AIM OF THE TASK - Examine every line of the listing below. Count those containing "compact" and state only the result.

MATERIAL PROVIDED -
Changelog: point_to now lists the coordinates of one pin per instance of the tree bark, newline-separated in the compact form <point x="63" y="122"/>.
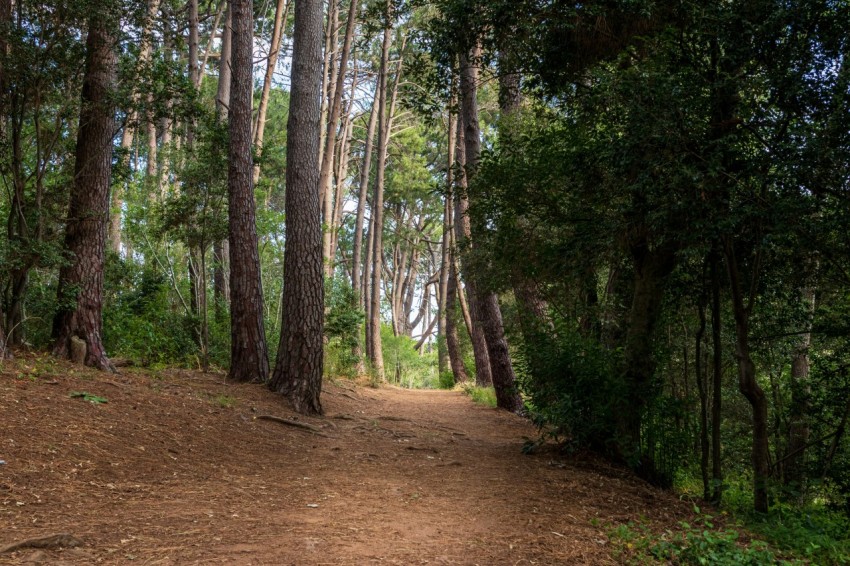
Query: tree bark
<point x="129" y="132"/>
<point x="798" y="426"/>
<point x="747" y="383"/>
<point x="248" y="353"/>
<point x="651" y="268"/>
<point x="365" y="169"/>
<point x="298" y="370"/>
<point x="221" y="249"/>
<point x="443" y="361"/>
<point x="463" y="234"/>
<point x="80" y="292"/>
<point x="377" y="357"/>
<point x="281" y="12"/>
<point x="716" y="383"/>
<point x="331" y="134"/>
<point x="486" y="308"/>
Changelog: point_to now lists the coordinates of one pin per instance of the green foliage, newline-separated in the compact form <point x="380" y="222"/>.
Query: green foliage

RESULT FOR THIS EXERCISE - 2